[Image location labeling entries]
►
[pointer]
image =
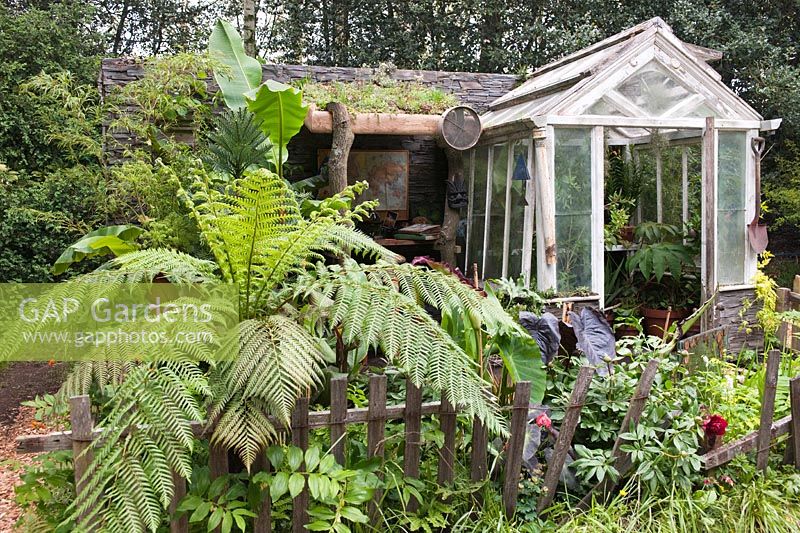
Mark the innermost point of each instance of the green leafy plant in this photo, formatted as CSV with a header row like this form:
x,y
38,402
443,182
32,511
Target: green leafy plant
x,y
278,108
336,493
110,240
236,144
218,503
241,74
◄
►
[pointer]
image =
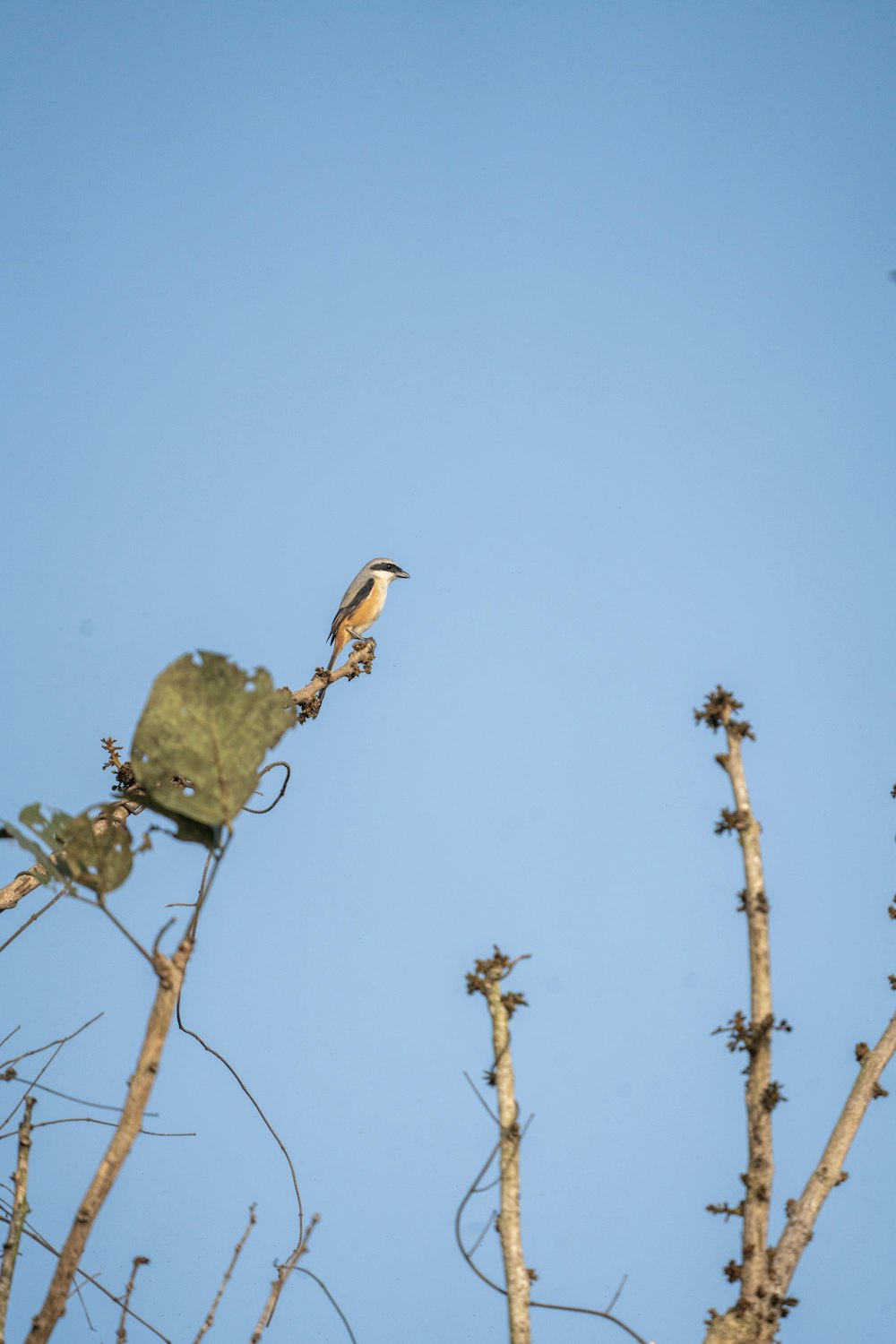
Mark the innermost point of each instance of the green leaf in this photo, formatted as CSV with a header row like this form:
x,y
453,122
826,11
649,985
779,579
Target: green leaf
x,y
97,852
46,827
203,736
◄
What is required: How many lines in the listing contain the word "Mark"? Reply with the number alone.

Exercise result: 2